Constituição seria a ‘carta da democracia’ se a soberania do povo fosse respeitada de verdade
Por mais criticável que seja a Carta Magna de 1988, que já sofreu mais de 120 emendas, seu texto ainda é a base de um regime republicano que precisa ser aprimorado institucionalmente
A visão estratégica do jornalismo pode e deve dar uma contribuição decisiva para a construção cultural e histórica. O pioneiro do jornalismo brasileiro, Hipólito José da Costa, foi premonitório sobre um problema estrutural e psicossocial brasileiro, muito antes de o Brasil se tornar “independente”. Ao lançar, em Londres, em maio de 1811, seu “Correio Braziliense”, Hipólito da Costa reclamou sobre o quanto é difícil uma “democracia” (o tal governo do povo, pelo povo e para o povo): “Ninguém deseja mais do que nós as reformas úteis; mas a ninguém aborrece mais do que nós que essas reformas sejam feitas pelo povo; pois conhecemos as consequências desse modo de reformar; desejamos as reformas, mas feitas pelo governo; e urgimos que o governo as deve fazer enquanto é tempo, para que se evite serem feitas pelo povo”.

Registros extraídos
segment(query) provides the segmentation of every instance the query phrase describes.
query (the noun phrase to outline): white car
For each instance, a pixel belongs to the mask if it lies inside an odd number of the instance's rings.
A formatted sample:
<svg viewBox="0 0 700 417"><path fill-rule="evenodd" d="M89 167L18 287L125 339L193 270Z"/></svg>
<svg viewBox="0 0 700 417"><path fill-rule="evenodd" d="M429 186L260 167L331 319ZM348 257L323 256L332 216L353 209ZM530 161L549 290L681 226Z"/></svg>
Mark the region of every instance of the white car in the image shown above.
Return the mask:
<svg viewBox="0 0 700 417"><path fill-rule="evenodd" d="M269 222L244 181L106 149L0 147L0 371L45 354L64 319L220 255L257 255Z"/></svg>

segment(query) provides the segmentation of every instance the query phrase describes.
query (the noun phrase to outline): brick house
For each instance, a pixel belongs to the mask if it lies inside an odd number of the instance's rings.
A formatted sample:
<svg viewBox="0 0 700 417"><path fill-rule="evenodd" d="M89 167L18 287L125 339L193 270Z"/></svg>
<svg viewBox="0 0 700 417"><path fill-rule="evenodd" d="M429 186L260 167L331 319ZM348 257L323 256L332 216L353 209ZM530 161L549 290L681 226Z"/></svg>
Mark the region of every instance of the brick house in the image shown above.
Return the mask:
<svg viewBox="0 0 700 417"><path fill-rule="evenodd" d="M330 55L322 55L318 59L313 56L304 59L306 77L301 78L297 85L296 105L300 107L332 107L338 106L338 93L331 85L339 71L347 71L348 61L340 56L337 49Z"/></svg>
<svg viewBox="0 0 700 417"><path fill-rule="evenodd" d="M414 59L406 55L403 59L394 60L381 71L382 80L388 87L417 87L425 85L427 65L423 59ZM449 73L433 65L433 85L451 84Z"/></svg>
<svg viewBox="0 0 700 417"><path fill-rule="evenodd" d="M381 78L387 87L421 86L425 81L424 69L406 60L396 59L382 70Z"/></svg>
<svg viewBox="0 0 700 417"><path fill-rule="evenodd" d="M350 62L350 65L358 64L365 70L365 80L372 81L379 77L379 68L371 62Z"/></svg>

- DESAFIO: Segundo a seleção sobre a Constituição de 1988, em que cidade, mês e ano Hipólito José da Costa lançou o "Correio Braziliense"?

- SOLUÇÃO COMPLETA: Em Londres, em maio de 1811.